▶ _EXCERPT_
Queues and Data Processing Jobs: FME Server and the Art of Queuing
As you might know, I’m British by birth, so queues and queueing come naturally to me.
The BBC says, the queue draws on “notions of decency, fair play and democracy.” It suggests that the queue for the Wimbledon tennis tournament is the ultimate, and having experienced it I have to agree. “The Queue” (as it’s known) even has its own official 30 page guide!
But although waiting in queues is equally fair, the actions at the end of the queue might not be. That’s why, for example, supermarkets have a special checkout for “ten items or fewer,” because one person with a monster-sized shopping list could block the queues for shoppers with just one or two items.
And when you think about it, the same issue applies to the queue in FME Server…
FME Server Queues and Engines
Up until recently FME had one queue and a number of engines. It generally worked because one particularly large job couldn’t block the queue; at most it would tie up just one engine. A user could route jobs to a particular engine, but only using config files, and could set priority only for each individual job.

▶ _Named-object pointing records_
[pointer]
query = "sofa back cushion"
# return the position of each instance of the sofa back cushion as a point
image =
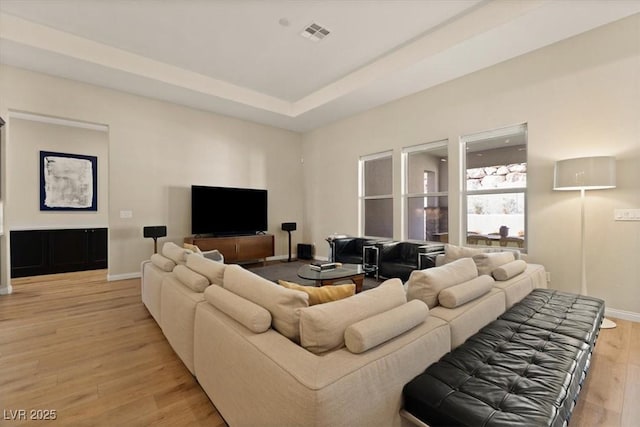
(281, 303)
(462, 293)
(212, 270)
(425, 285)
(175, 252)
(194, 281)
(322, 326)
(162, 262)
(255, 318)
(378, 329)
(489, 261)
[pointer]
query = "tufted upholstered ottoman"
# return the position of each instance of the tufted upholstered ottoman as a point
(526, 368)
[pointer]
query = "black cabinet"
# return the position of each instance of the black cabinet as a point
(36, 252)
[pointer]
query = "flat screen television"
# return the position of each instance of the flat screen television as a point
(224, 211)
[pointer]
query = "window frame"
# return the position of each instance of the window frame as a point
(362, 198)
(405, 195)
(464, 193)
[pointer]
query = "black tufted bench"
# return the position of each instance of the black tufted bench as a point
(526, 368)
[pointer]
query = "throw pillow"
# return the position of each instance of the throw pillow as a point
(163, 263)
(425, 285)
(509, 270)
(255, 318)
(282, 303)
(322, 326)
(378, 329)
(214, 271)
(193, 248)
(194, 281)
(487, 262)
(462, 293)
(322, 294)
(452, 252)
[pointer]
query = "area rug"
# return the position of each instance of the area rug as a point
(288, 271)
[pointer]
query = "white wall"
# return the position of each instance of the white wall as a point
(156, 151)
(580, 97)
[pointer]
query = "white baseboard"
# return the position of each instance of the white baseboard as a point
(114, 277)
(621, 314)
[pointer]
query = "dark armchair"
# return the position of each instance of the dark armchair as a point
(399, 259)
(348, 250)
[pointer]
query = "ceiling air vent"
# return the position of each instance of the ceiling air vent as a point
(315, 32)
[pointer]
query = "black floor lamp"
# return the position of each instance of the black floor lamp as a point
(155, 231)
(289, 227)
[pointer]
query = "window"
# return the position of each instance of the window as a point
(376, 195)
(495, 187)
(425, 192)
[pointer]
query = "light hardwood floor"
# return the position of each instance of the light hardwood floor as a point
(89, 350)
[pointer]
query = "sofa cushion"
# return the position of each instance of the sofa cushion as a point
(192, 248)
(322, 294)
(255, 318)
(194, 281)
(426, 284)
(453, 252)
(462, 293)
(212, 270)
(322, 326)
(488, 261)
(509, 270)
(282, 303)
(378, 329)
(175, 252)
(162, 262)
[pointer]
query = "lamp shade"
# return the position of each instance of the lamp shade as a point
(585, 173)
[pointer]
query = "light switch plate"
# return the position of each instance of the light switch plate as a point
(626, 214)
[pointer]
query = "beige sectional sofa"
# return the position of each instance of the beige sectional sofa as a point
(265, 357)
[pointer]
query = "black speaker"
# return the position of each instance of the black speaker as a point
(305, 251)
(288, 226)
(155, 231)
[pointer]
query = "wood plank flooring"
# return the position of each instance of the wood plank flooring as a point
(89, 350)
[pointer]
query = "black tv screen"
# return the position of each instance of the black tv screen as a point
(228, 211)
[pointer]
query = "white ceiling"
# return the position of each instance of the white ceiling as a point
(245, 58)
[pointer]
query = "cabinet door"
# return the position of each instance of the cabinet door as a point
(98, 250)
(255, 247)
(68, 250)
(226, 245)
(29, 253)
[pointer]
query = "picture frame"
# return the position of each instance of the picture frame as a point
(68, 182)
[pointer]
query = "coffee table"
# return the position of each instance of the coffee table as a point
(353, 272)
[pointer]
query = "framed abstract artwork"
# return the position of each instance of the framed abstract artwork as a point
(68, 182)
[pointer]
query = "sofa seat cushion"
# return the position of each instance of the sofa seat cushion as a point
(469, 318)
(462, 293)
(212, 270)
(255, 318)
(175, 252)
(322, 294)
(425, 285)
(322, 326)
(194, 281)
(489, 261)
(509, 270)
(378, 329)
(282, 303)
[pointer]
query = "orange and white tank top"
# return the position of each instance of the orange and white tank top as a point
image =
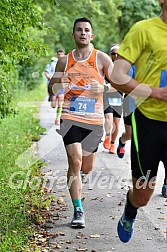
(80, 103)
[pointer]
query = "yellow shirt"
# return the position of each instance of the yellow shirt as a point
(145, 45)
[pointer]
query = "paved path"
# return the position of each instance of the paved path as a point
(104, 192)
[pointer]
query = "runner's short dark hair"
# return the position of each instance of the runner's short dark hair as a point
(83, 19)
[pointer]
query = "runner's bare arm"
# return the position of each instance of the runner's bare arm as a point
(57, 81)
(105, 64)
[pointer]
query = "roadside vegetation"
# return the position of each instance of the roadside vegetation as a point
(17, 199)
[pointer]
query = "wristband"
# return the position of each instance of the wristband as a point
(106, 88)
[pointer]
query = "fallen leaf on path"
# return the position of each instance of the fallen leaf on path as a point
(81, 249)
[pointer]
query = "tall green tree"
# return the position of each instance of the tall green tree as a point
(18, 22)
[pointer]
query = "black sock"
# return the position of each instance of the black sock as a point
(130, 210)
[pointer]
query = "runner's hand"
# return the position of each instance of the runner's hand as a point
(159, 93)
(97, 87)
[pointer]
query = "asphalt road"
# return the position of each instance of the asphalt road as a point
(104, 192)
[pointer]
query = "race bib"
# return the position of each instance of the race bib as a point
(82, 105)
(115, 101)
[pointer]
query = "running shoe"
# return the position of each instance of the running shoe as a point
(164, 191)
(112, 149)
(78, 220)
(106, 142)
(121, 149)
(125, 228)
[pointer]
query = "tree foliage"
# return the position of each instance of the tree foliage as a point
(134, 11)
(19, 20)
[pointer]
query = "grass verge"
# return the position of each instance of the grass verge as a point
(16, 135)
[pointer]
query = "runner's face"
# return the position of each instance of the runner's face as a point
(164, 2)
(83, 33)
(60, 54)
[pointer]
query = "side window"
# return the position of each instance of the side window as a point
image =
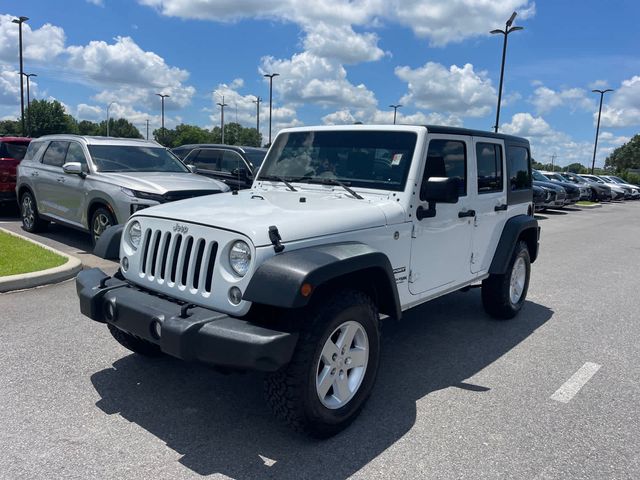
(75, 154)
(231, 161)
(55, 154)
(447, 158)
(207, 159)
(33, 150)
(519, 168)
(489, 158)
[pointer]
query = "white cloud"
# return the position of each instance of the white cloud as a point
(43, 43)
(623, 107)
(546, 99)
(457, 90)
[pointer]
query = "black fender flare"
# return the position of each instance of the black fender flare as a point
(279, 280)
(523, 227)
(108, 245)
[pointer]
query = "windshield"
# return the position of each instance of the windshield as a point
(15, 150)
(539, 177)
(369, 159)
(255, 156)
(131, 158)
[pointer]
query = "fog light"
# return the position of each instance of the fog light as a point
(235, 295)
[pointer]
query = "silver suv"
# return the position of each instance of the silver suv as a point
(91, 183)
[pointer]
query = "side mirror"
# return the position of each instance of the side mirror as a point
(73, 168)
(437, 190)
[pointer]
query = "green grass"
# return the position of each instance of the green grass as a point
(19, 256)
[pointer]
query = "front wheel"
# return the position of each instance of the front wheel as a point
(333, 370)
(503, 295)
(100, 221)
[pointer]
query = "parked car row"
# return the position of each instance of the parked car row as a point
(559, 189)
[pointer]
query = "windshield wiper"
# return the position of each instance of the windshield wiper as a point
(333, 181)
(279, 179)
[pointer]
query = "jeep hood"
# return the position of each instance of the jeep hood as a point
(161, 183)
(252, 213)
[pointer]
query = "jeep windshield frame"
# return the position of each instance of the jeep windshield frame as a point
(374, 159)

▶ _EXERCISES TO COMPLETE_
A. Tally the lines of the listing that contain the word "television", and give only that number.
B. Please pick up the passage on FME Server queues right after its final sentence and carry it forward.
The passage on FME Server queues and the listing have no connection to each other.

▶ _RESULTS OF THE TASKS_
A. 2

B.
However, a large organization might have multiple users submitting multiple large jobs. In that scenario these jobs could hog all the engines and cause smaller (maybe more important) jobs, to get stuck waiting.
In short, it didn’t work where an organization had a number of departments with unequal requirements, where some users needed to share just a small part of a server for a small amount of time.
So in 2018 we added the ability to create multiple queues, and map them to multiple engines. This technique Don calls Server Capacity Management.
Adding Queues and Assigning Resources
Here’s my FME Server installation as shown by the web interface. I have eight engines available:
Underneath that I have a new table displaying a single default queue, but a button with which to create others:
So I can create a queue for the knowledge team (my team at Safe) to submit jobs:
There is a Priority parameter because in 2018 you set job priority at the queue level. Job level priority is deprecated (although for now it still exists as an advanced parameter). A smaller number indicates a higher priority.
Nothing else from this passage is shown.